__TEXTE FOURNI__.
====

AVEC EN MÉMOIRE l'ensemble des achats de médicaments du patient depuis quatre mois, qu'ils soient prescrits ou achetés en automédication (à condition toutefois que le patient ne s'y soit pas opposé au préalable), le pharmacien va désormais disposer d'un historique assez complet de la consommation médicamenteuse de ses clients.
Ce DP est avant tout destiné à éviter les interactions médicamenteuses, dans la mesure où le médecin n'a pas forcément connaissan- ce de la consommation totale de médicaments de ses patients.
Mais attention, clame un praticien parisien, le Dr Alain Choux : «Les pharmaciens ne sont pas médecins. Si un pharmacien refuse de délivrer un médicament à un patient au vu des autres médicaments qu'il consomme, et que cette non-délivrance occasionne un problème de santé, qui sera responsable? Le pharmacien, ou le médecin?»
A cette question, le Dr Piernick Cressard, président de la section éthique et déontologie au Cnom (Conseil national de l'Ordre des médecins), se fait précis : «Un pharmacien ne peut refuser de délivrer sans en avoir informé le médecin auteur de la prescription, qui la modifiera si besoin est. Si le pharmacien refuse de délivrer sans en informer le médecin, sa responsabilité pourra être engagée.» Mais que se passe-t-il si, joint par le pharmacien, le médecin refuse de modifier sa prescription ? «C'est très simple, répond le Dr Cressard. Le médecin indique au pharmacien, ou écrit sur l'ordonnance qu'il maintient sa prescription, et le pharmacien doit s'exécuter.»

====

__EXTRAITS DE DONNÉES__.
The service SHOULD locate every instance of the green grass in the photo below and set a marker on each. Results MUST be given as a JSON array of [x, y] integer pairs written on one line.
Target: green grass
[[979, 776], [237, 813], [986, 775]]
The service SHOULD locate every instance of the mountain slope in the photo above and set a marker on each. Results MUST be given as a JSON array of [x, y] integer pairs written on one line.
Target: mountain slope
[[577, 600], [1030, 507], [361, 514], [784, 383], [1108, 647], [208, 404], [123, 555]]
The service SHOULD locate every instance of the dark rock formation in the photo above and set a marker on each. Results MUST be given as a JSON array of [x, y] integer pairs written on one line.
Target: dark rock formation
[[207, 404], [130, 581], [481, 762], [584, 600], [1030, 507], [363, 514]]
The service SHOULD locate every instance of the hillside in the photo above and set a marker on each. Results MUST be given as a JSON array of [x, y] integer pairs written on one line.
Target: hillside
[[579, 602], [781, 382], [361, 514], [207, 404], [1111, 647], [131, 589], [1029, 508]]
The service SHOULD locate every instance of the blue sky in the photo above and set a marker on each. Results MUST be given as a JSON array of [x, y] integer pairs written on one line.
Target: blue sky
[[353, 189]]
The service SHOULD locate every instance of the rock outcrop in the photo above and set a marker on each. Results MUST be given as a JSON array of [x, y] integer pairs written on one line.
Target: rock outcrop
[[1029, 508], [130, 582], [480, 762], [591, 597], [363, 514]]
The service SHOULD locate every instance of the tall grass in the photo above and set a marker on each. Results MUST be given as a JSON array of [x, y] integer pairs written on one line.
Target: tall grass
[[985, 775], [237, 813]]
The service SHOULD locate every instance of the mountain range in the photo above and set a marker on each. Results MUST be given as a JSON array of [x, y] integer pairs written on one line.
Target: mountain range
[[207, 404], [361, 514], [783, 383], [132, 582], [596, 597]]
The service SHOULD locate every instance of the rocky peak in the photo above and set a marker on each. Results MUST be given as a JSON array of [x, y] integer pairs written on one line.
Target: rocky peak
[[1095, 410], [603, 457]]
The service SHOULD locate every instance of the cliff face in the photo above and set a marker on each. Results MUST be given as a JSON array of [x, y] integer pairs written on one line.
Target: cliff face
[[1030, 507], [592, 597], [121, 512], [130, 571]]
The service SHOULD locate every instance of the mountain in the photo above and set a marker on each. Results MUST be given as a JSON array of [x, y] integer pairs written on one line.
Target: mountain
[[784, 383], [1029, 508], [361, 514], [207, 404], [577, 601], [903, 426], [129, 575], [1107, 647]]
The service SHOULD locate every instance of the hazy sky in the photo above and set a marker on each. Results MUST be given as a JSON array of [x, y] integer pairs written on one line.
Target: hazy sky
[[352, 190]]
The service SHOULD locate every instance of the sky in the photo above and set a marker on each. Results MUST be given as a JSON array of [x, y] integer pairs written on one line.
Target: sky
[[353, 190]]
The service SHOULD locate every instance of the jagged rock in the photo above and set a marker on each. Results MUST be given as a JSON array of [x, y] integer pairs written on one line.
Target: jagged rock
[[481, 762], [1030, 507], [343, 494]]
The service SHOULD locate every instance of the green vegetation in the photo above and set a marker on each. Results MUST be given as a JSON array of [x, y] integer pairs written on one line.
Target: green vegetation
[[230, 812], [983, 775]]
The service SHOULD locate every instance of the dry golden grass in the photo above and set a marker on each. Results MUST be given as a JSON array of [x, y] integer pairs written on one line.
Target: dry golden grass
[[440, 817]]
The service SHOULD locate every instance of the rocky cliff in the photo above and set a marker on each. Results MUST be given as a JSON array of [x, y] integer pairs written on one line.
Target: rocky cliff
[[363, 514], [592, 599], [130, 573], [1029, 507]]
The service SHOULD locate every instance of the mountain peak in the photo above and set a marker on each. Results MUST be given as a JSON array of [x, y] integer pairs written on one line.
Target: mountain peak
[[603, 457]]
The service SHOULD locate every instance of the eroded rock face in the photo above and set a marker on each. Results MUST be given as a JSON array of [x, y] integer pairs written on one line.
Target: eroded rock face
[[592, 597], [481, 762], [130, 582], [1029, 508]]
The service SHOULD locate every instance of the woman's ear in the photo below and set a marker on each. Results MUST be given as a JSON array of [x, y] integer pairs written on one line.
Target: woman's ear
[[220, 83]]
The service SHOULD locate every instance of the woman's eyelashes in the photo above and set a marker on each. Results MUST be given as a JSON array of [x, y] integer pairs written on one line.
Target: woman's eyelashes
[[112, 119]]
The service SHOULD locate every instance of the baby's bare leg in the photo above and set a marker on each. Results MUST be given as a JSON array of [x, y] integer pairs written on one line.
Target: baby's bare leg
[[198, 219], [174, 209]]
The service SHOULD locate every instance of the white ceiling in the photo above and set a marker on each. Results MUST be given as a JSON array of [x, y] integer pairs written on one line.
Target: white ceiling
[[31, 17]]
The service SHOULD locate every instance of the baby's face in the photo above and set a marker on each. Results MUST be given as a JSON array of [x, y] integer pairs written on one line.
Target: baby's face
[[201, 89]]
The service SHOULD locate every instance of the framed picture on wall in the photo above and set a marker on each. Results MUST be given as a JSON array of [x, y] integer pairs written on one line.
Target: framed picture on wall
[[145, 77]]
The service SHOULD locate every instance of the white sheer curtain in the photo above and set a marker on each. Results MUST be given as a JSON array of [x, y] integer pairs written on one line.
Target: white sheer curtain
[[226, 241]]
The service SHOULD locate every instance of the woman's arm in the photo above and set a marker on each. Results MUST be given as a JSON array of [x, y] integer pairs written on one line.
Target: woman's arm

====

__CONSIGNES__.
• 1. Recopiez tout le texte sur le rôle du pharmacien depuis « AVEC EN MÉMOIRE » jusqu'à « de ses patients. » inclus.
• 2. Dans le texte sur le rôle du pharmacien, que doit faire le pharmacien selon le Dr Cressard lorsque le médecin maintient sa prescription ?
Les lignes ne jouent aucun rôle dans ce travail.

__RÉPONSES AUX CONSIGNES__.
• 1.
AVEC EN MÉMOIRE l'ensemble des achats de médicaments du patient depuis quatre mois, qu'ils soient prescrits ou achetés en automédication (à condition toutefois que le patient ne s'y soit pas opposé au préalable), le pharmacien va désormais disposer d'un historique assez complet de la consommation médicamenteuse de ses clients.
Ce DP est avant tout destiné à éviter les interactions médicamenteuses, dans la mesure où le médecin n'a pas forcément connaissan- ce de la consommation totale de médicaments de ses patients.

• 2. Le pharmacien doit s'exécuter.